▶ EXERCISE
Copy each of the records below word for word, changing nothing.

----- PROVIDED ENTRIES -----

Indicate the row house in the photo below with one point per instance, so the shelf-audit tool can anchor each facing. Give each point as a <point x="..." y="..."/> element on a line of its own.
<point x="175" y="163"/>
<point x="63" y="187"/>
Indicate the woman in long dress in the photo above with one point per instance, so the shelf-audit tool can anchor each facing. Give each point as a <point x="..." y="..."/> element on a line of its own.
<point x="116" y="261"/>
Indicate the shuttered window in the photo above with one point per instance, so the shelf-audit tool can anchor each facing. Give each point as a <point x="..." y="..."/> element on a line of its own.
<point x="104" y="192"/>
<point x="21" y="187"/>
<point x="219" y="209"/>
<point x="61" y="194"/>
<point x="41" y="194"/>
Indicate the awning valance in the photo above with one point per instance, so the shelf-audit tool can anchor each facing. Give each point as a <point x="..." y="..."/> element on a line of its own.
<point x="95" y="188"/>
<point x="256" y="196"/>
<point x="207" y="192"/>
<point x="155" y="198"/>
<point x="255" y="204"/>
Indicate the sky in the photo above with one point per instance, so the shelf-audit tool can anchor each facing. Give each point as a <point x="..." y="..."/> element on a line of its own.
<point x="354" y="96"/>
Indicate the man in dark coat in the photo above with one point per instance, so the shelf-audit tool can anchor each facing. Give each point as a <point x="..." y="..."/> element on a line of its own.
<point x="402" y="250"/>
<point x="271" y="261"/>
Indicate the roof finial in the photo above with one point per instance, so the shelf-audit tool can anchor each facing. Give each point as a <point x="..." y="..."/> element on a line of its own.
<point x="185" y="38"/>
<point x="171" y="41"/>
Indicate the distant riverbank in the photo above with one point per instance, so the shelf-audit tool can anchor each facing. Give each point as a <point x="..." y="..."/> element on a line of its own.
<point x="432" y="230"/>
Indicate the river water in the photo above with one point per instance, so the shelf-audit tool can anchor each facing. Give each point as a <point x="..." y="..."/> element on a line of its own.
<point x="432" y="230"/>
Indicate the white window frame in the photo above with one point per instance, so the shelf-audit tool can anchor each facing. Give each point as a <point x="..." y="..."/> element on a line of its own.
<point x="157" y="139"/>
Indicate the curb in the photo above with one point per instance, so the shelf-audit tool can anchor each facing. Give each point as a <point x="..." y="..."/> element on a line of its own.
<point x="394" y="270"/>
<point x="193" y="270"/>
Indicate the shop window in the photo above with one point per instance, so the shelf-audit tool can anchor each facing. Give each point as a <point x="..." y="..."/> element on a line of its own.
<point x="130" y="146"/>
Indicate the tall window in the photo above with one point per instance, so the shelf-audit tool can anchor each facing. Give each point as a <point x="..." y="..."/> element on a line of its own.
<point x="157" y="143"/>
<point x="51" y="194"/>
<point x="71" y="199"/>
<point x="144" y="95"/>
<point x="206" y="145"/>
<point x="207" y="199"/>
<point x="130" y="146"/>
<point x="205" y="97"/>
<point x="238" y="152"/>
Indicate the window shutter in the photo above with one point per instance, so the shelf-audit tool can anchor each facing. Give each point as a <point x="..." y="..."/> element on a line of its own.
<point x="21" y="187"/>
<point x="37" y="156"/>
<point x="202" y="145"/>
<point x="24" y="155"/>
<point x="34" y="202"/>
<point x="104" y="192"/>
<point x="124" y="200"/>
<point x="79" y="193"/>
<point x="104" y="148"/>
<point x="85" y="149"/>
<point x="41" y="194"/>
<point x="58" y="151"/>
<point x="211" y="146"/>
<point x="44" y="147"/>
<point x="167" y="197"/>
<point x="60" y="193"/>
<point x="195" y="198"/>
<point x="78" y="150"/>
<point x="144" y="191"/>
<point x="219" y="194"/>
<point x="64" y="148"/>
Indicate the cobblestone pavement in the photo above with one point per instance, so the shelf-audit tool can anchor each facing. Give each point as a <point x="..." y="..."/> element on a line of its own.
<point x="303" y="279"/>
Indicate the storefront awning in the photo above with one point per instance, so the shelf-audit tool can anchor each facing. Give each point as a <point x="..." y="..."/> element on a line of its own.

-----

▶ ANSWER TO THE PROBLEM
Indicate the row house in the photo below with one point per instance, so the shelf-audit tool can anchor each facing. Give each point as a <point x="..." y="..."/> element on a line of its own.
<point x="175" y="163"/>
<point x="63" y="187"/>
Indicate the woman in long dress in the photo above with one point per instance, so the shelf-audit tool can anchor each facing. Give each point as a <point x="..." y="..."/> element on a line of its own.
<point x="116" y="261"/>
Indicate the shuttered window in the photo above with one point per instance, so the shelf-audit tool can anchor each facing. Give each point as a <point x="..." y="..."/> element on a line of its own.
<point x="104" y="192"/>
<point x="21" y="187"/>
<point x="219" y="209"/>
<point x="61" y="194"/>
<point x="41" y="194"/>
Indicate the awning valance in the photo above with one point per instance, so the shelf-audit tool can anchor each facing. Give each point as a <point x="..." y="..."/> element on a line of its own.
<point x="95" y="188"/>
<point x="256" y="196"/>
<point x="207" y="192"/>
<point x="155" y="198"/>
<point x="255" y="204"/>
Indicate the sky in the photo above with one point per instance, so the shelf-audit tool can anchor each facing. Give each point as a <point x="..." y="..."/> element on a line of its own.
<point x="354" y="96"/>
Indicate the man in dark coat in the photo above with one point per instance, so the shelf-audit tool can anchor each facing. Give each point as a <point x="..." y="..."/> element on a line of its own.
<point x="402" y="250"/>
<point x="271" y="261"/>
Indicate the roof finial in the photo above with one point per instance, so the shelf-audit tool can anchor each facing. Give each point as a <point x="..." y="..."/> element on a line of its own.
<point x="185" y="38"/>
<point x="171" y="41"/>
Indicate the distant riverbank in the photo above with one point per instance, so the shelf-audit tool can anchor each facing. Give each point as a <point x="..." y="..."/> element on a line of its own.
<point x="432" y="230"/>
Indicate the river water in the photo above with one point per instance, so the shelf-audit tool can anchor each facing. Give each point as a <point x="..." y="..."/> element on a line of its own.
<point x="432" y="230"/>
Indicate the white window frame in the photo above with one point per instance, so the shelf-audit tool can anchor each facing. Give each point as a <point x="..." y="..."/> element on a line of its own.
<point x="157" y="139"/>
Indicate the curb in the photo above with one point per instance, so the shelf-audit tool can anchor each facing. Give each point as a <point x="..." y="..."/> element on a line of its own.
<point x="394" y="270"/>
<point x="193" y="270"/>
Indicate the shop window in the photo above with one point per instance, so the shelf-audit tool can anchor each facing. Give each point as a <point x="..." y="..."/> element on a line of its own.
<point x="130" y="146"/>
Indicate the tall window in the photo above with one point per instance, so the shelf-audit tool can anchor each facing. Give each point as a <point x="..." y="..."/> element on a line of its own.
<point x="157" y="143"/>
<point x="51" y="194"/>
<point x="71" y="199"/>
<point x="144" y="95"/>
<point x="206" y="145"/>
<point x="207" y="199"/>
<point x="130" y="146"/>
<point x="205" y="97"/>
<point x="238" y="152"/>
Indicate the window shutter in the photo above with one point per instance, so the shelf-audit tool can anchor each facing. Give each point as a <point x="..." y="..."/> element on a line of its own.
<point x="21" y="187"/>
<point x="37" y="156"/>
<point x="202" y="145"/>
<point x="24" y="155"/>
<point x="34" y="202"/>
<point x="104" y="192"/>
<point x="124" y="200"/>
<point x="79" y="193"/>
<point x="104" y="148"/>
<point x="85" y="149"/>
<point x="41" y="194"/>
<point x="58" y="151"/>
<point x="211" y="146"/>
<point x="44" y="147"/>
<point x="167" y="197"/>
<point x="60" y="193"/>
<point x="195" y="198"/>
<point x="78" y="150"/>
<point x="144" y="191"/>
<point x="219" y="194"/>
<point x="64" y="148"/>
Indicate the cobblestone pavement in the photo above with one point per instance, so the shelf-audit tool can anchor each facing. Give each point as a <point x="..." y="..."/> element on a line of its own.
<point x="303" y="279"/>
Indicate the storefront awning in the photo above with one point per instance, so the shelf-audit tool can anchor each facing. Give each point as a <point x="..." y="..."/> element on a line of its own.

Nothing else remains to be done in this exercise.